**What the task asks**.
Could you give the data that follows again exactly, without its pictures?

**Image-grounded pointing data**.
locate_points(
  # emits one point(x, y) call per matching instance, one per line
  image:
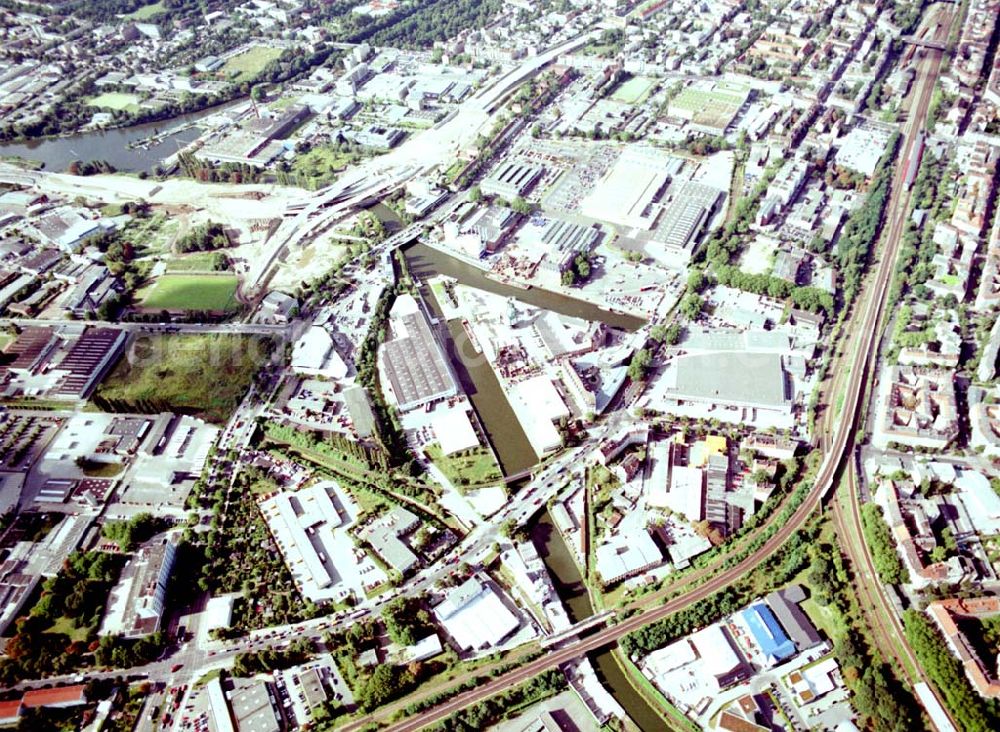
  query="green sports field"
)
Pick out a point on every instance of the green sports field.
point(190, 292)
point(116, 101)
point(147, 11)
point(250, 63)
point(634, 91)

**Answer to this exercise**.
locate_points(
  # emits one point(x, y) call per matching instance, one per line
  image:
  query="green sports field"
)
Pick out a point on every instance of the green sports field.
point(190, 292)
point(116, 101)
point(147, 11)
point(250, 63)
point(634, 91)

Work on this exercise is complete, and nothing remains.